◆ Exercise:
Output only the stretch of the listing that starts at the line containing "For each instance of the man's" and ends at the line containing "For each instance of the blurred", reproduced exactly with both ends.

◆ Source material:
══════

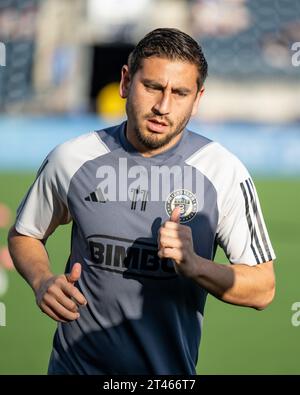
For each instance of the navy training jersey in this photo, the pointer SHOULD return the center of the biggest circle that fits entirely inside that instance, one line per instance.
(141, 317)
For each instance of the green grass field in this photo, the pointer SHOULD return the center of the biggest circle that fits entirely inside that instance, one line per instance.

══════

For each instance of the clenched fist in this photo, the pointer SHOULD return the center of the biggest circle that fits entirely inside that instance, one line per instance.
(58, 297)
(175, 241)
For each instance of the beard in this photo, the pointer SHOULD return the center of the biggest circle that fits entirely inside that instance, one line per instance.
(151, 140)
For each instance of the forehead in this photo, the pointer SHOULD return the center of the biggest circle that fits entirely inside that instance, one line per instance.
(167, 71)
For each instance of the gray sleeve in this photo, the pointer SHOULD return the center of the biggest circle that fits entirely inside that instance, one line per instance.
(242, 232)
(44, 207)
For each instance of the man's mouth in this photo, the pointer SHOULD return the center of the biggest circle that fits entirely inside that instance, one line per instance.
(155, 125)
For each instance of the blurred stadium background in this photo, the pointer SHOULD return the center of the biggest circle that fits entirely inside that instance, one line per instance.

══════

◆ Answer for the task:
For each instance of the man's mouth in this photo, the pointer SHOULD return the center of the biggest circle that fits entirely inside that instance, one line per instance.
(155, 125)
For each instance of the blurred stadium background in this photo, the pointer SHOULD return the center of the biggest circle that fits entirely inside that instance, one line per instance.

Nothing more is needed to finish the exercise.